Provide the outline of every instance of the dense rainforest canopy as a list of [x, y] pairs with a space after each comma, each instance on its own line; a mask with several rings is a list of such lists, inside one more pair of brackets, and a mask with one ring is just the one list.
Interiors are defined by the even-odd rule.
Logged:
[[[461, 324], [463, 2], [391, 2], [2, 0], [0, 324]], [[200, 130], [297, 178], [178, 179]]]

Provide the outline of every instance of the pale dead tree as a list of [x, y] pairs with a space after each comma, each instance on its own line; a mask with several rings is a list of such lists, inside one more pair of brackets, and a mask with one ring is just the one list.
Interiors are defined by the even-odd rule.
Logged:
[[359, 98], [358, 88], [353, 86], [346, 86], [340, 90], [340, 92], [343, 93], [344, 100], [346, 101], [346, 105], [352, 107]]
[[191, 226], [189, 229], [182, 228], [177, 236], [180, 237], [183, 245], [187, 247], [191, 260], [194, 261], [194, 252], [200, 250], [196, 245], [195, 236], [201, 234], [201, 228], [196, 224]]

..........

* Aim of the task: Copy the records above word for word, starting at the line that contains "Provide the outline of every instance of the pale" and ending at the final line of the records.

* Exercise response:
Provide the outline of every instance of the pale dead tree as a list of [x, y] pairs with a space after each comma, each instance on its own line; a mask with several rings is a list of such lists, inside one more pair of brackets, and a mask with one ring is just the one list.
Interiors are defined by the even-odd rule.
Logged:
[[359, 98], [358, 88], [353, 86], [346, 86], [340, 90], [340, 92], [343, 93], [344, 100], [346, 101], [346, 105], [352, 107]]
[[191, 226], [189, 229], [182, 228], [177, 236], [180, 237], [183, 245], [187, 247], [191, 260], [194, 261], [194, 252], [200, 250], [196, 245], [195, 236], [201, 234], [201, 228], [196, 224]]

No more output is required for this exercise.